WHAT THE TASK ASKS:
Using the article on Maine's vaccine bill, answer these:
1. Which chamber voted Thursday to keep allowing the religious exemption?
2. Which committee does Sen. Rebecca Millett chair?
3. On what day could the House take up the vaccine bill again?

DOCUMENT TEXT: Begin

AUGUSTA, Maine — That controversial plan for tougher rules on vaccinations is expected to face more votes in the Legislature next week. But the debate has become more complicated, after the Maine Senate voted Thursday to keep allowing the religious exemption to vaccines.
That vote in the Senate surprised some people and has raised more questions about what happens next. The House already voted down a similar religious exemption amendment two weeks ago. Now, it will have to decide whether to accept the plan from the Senate or try to force the upper chamber to get rid of the religious exemption.
Education officials say the current procedure for religious exemptions is simple and that parents usually just check a box on a form.
Carroll Conley of the Christian Civic League of Maine says he hasn’t heard of any formal religious objections to vaccines among major denominations. Instead, Conley said he thinks some individual parents choose to see their opposition to vaccine in a religious context.
"I think what I heard was a principle that if children and life in general is a gift from God, and therefore they are stewards with those children and are under the impression the children are being exposed to harm against their will, then that’s the religious aspect of it,” Conley told NEWS CENTER Maine.
He said there may also be some who support keeping the exemption, simply as an expression of religious freedom.
Conley believes the religious exemption has been rarely used. However, Sen. Rebecca Millett (D-Cape Elizabeth), chair of the Education Committee that supported the vaccine bill, and who opposed the last-minute religious amendment, said she thinks it will become far more popular if the current version of the bill passes.
"There is a reason that amendment was introduced. I think folks see it as a way to continue to be exempted from vaccinations," Millett said.
Conley said he has heard from some advocates that there may be an effort to pass another amendment to put tighter requirements on religious exemptions. He said one proposal being floated went too far, calling for parents to certify their religious belief through a notarized document.
Conley said he had already talked to former judges and the ACLU about that prospect.
"And to me, that should not be a partisan issue. It should be those of us who believe in freedom and parental rights -- we hope that raises some red flags.”
Sen. Millett said she was not aware of a formal proposal but said such an approach "makes me highly uncomfortable."
"I know when we talked about it in our caucus, a number of us didn’t want to put people in the position of having to certify their religion. That’s very concerning to me," Millett said.
The bill sponsor, Rep. Ryan Tipping (D-Orono), said some ideas about the religious exemption "are bouncing around", but said he was not aware of any formal proposal from a legislator.
The House could take up the vaccine bill again Tuesday.

DOCUMENT TEXT: End
RECORDED DATA: Begin

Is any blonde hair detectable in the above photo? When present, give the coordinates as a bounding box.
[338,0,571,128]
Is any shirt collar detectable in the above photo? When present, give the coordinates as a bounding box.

RECORDED DATA: End

WORKED SOLUTION:
1. The Maine Senate.
2. The Education Committee.
3. Tuesday.